### Task directions
From the data below, pick out and copy every line that contains the word "handle". Case counts.

──────── Working data

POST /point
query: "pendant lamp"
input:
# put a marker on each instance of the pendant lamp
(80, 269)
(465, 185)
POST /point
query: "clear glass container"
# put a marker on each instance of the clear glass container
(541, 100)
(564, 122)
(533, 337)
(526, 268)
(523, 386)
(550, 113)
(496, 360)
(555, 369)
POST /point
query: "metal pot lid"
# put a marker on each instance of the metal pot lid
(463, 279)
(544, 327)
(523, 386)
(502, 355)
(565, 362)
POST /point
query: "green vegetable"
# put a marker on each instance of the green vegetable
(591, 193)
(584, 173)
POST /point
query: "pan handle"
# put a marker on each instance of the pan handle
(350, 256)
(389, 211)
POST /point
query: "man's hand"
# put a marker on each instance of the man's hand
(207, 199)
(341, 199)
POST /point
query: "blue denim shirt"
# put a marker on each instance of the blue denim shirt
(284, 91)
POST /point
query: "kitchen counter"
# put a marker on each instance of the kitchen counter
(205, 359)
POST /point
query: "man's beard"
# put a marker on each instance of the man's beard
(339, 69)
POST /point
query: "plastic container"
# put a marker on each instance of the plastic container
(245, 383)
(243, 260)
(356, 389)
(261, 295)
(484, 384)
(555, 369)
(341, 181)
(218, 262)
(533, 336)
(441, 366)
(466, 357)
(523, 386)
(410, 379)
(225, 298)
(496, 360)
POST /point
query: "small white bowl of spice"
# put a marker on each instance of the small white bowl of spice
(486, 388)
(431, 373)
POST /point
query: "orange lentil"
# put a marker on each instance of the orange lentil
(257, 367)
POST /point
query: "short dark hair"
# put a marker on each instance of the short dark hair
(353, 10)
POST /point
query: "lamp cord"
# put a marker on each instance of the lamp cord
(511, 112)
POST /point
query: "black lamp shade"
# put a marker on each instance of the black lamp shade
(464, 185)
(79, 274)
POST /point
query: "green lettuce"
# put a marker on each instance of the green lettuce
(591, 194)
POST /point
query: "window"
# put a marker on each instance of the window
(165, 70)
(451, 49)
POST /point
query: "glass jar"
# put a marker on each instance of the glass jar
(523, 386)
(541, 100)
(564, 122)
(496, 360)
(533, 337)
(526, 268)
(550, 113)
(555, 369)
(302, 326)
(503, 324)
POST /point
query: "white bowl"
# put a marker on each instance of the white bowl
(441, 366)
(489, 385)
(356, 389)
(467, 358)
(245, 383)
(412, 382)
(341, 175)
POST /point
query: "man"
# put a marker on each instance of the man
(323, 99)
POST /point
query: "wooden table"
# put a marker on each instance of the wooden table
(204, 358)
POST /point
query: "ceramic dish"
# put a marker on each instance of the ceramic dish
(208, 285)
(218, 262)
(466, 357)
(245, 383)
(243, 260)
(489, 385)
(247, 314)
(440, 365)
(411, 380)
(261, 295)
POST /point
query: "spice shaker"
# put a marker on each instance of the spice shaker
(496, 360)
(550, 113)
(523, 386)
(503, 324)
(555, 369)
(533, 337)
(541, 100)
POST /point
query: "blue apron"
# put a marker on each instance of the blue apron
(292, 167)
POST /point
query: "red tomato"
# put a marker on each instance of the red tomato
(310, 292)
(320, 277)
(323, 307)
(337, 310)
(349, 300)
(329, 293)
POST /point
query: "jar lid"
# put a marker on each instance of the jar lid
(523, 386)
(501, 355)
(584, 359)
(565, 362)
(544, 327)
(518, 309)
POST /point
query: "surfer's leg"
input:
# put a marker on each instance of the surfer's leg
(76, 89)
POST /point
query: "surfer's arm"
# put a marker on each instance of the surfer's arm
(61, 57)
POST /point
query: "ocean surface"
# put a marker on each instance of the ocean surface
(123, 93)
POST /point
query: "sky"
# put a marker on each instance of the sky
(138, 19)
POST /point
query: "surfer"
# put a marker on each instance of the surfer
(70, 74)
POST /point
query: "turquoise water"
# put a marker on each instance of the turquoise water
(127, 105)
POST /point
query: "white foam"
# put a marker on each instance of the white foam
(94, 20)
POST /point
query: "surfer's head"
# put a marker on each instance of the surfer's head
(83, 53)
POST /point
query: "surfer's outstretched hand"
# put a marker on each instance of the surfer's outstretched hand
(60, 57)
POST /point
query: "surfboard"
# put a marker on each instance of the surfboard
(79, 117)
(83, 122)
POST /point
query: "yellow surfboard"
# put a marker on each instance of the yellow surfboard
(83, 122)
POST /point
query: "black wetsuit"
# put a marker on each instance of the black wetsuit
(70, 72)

────────────────

### Solution to this exercise
query: "pan handle"
# put a marker on each instance of the pan handle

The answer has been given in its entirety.